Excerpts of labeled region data
▬▬▬▬▬▬

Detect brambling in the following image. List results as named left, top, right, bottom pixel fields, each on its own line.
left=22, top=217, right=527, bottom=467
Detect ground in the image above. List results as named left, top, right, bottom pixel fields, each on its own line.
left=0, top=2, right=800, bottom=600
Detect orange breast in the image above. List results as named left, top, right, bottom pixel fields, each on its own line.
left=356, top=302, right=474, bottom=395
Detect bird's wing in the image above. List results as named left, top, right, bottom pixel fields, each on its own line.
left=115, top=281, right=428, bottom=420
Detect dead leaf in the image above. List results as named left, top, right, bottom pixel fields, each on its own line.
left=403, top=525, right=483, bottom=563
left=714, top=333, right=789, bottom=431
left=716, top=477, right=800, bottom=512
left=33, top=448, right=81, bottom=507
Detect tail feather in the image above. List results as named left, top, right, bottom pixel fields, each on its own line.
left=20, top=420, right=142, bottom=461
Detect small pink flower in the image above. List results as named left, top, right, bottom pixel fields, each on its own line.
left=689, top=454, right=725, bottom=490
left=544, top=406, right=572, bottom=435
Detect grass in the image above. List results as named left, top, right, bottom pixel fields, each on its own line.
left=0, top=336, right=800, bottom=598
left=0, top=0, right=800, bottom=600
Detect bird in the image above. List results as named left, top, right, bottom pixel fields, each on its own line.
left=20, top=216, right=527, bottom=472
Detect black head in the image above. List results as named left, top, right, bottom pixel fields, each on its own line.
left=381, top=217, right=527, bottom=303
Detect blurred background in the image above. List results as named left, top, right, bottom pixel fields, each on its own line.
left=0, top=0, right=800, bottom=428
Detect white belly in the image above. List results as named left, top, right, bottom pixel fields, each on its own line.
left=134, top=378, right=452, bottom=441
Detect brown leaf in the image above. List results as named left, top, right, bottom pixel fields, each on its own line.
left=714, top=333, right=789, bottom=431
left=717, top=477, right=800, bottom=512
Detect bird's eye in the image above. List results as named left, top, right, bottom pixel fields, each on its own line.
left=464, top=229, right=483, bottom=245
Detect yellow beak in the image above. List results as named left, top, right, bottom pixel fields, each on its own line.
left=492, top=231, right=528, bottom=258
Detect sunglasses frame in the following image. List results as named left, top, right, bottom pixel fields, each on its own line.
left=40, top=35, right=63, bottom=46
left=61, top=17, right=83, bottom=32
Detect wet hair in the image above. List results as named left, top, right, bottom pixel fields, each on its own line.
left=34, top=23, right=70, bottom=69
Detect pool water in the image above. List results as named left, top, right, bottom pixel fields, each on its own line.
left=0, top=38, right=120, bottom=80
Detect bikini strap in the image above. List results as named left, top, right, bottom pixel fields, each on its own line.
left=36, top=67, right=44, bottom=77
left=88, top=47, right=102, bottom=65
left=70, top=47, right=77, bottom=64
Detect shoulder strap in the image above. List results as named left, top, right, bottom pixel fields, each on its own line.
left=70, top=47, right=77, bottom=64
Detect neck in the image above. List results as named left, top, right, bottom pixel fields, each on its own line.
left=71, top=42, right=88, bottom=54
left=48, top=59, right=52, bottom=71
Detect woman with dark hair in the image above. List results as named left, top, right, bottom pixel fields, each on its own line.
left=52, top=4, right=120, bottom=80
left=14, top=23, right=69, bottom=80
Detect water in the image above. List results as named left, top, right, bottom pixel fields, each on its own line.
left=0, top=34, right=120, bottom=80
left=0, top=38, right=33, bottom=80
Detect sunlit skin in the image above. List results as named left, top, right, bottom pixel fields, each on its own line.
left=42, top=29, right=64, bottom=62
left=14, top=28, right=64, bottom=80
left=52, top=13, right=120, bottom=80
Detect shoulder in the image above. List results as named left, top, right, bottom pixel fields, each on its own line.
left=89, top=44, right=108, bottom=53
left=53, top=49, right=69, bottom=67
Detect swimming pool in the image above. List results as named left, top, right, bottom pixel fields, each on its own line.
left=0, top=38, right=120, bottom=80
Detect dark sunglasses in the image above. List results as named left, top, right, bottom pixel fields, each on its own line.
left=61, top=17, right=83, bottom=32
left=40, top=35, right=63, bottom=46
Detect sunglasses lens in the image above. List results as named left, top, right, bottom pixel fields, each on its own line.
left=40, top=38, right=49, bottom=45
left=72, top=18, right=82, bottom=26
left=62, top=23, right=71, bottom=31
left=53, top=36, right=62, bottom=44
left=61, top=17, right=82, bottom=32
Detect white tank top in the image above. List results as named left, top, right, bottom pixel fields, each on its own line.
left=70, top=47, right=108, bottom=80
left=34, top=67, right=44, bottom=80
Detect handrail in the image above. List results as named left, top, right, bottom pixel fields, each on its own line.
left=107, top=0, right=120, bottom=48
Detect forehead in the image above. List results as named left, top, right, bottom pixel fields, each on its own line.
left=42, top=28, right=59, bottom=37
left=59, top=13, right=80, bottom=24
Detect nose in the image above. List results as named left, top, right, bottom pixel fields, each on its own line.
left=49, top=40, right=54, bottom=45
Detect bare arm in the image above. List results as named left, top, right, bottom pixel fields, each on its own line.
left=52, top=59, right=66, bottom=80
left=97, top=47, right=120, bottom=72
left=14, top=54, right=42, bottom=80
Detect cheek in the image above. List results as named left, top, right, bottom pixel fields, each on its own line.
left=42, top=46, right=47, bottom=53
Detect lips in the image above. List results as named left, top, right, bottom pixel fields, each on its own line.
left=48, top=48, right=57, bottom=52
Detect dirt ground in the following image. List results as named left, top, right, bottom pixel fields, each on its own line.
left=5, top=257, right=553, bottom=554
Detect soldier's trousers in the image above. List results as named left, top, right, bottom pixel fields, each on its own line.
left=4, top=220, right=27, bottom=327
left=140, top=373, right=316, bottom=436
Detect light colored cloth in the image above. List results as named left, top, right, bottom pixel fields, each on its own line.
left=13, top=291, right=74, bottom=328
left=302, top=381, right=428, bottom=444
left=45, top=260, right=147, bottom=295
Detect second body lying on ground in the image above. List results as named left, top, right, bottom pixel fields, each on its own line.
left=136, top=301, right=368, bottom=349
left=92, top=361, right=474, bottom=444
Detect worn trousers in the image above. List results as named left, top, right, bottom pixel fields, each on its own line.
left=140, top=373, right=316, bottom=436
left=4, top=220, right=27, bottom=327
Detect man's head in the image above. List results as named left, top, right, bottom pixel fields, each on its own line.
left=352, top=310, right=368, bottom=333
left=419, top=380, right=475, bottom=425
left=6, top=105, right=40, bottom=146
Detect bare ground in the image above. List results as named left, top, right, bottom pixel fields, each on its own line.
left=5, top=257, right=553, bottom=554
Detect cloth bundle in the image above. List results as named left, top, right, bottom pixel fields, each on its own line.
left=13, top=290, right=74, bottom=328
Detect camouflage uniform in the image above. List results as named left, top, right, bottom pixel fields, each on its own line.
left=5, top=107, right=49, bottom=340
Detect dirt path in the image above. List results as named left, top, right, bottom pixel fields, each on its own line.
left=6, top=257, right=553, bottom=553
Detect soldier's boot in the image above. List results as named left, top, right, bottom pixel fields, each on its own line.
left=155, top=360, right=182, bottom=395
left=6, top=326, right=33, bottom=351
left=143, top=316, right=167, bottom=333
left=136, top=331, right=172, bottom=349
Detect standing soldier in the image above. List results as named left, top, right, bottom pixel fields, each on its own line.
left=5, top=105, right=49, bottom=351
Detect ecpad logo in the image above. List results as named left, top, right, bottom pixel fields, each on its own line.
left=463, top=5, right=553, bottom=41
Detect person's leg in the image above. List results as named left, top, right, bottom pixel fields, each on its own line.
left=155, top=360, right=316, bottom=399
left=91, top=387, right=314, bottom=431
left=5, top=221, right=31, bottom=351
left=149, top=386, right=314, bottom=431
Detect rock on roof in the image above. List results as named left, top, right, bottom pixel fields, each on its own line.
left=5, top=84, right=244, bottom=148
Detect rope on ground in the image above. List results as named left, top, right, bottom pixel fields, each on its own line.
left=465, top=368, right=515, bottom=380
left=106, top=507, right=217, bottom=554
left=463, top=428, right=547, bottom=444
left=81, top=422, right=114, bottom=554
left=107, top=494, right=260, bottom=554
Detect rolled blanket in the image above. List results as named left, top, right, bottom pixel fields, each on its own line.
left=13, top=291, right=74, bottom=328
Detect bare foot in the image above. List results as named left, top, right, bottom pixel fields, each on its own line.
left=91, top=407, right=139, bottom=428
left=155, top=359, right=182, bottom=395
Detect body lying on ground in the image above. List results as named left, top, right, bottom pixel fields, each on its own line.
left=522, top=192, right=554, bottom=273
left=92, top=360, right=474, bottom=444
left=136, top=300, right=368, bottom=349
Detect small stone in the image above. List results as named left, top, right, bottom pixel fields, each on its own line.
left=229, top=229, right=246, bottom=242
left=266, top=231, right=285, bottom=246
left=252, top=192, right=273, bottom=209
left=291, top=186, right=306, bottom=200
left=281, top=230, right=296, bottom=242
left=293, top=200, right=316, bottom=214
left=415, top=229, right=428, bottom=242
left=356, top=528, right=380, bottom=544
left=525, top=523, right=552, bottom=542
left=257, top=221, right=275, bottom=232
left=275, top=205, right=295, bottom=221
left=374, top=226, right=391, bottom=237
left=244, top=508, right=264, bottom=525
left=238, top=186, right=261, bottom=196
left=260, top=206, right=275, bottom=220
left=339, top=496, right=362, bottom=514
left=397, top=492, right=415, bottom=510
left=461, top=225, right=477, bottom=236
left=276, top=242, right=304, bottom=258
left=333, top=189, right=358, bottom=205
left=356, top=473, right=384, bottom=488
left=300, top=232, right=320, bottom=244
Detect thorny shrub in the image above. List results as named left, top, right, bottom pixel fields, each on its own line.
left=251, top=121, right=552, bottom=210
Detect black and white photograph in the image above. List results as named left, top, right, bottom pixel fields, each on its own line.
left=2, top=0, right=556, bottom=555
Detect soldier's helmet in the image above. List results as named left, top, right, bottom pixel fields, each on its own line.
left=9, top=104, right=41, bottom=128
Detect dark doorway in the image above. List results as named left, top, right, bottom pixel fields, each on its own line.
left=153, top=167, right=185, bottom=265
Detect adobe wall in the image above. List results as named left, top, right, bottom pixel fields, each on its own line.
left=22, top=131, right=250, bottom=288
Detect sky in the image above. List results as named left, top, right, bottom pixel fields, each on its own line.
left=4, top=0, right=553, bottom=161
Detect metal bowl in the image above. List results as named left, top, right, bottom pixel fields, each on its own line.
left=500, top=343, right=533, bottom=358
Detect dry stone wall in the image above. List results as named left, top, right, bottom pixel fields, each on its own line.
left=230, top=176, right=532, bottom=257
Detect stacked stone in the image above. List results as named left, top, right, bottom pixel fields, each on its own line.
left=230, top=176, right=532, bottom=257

▬▬▬▬▬▬

(Given instruction)
Can you retype the material from the line with "Detect bird's eye" to the line with "left=0, top=38, right=33, bottom=80", both of those lines included, character for character?

(Solution below)
Detect bird's eye in the image above. List results as named left, top, right, bottom pixel fields, each on its own line.
left=464, top=229, right=483, bottom=245
Detect yellow beak in the image above. List results as named left, top, right, bottom pixel fields, each on its own line.
left=492, top=231, right=528, bottom=258
Detect sunglasses frame in the following image. List results as named left, top, right, bottom pixel fields, each on its own line.
left=40, top=35, right=63, bottom=46
left=61, top=17, right=83, bottom=32
Detect wet hair in the image above. List results as named left, top, right, bottom pixel fields, each on its own line.
left=34, top=23, right=70, bottom=69
Detect pool water in the image above. List results as named left, top, right, bottom pixel fields, each on its own line.
left=0, top=38, right=120, bottom=80
Detect bikini strap in the image above. List results as named left, top, right, bottom pixel fields, each on its own line.
left=36, top=67, right=44, bottom=77
left=88, top=47, right=102, bottom=65
left=70, top=47, right=77, bottom=64
Detect shoulder strap in the image above. List results as named left, top, right, bottom pixel fields, each on its own line.
left=70, top=47, right=77, bottom=64
Detect neck in the image above. List results as named left, top, right, bottom pixel fields, each on its own line.
left=71, top=42, right=88, bottom=54
left=48, top=59, right=52, bottom=71
Detect woman with dark hair in the image above. List results as named left, top, right, bottom pixel fields, each on its own line.
left=52, top=4, right=120, bottom=80
left=14, top=23, right=69, bottom=80
Detect water in the image above. List results as named left, top, right, bottom pixel fields, each on its own line.
left=0, top=34, right=120, bottom=80
left=0, top=38, right=33, bottom=80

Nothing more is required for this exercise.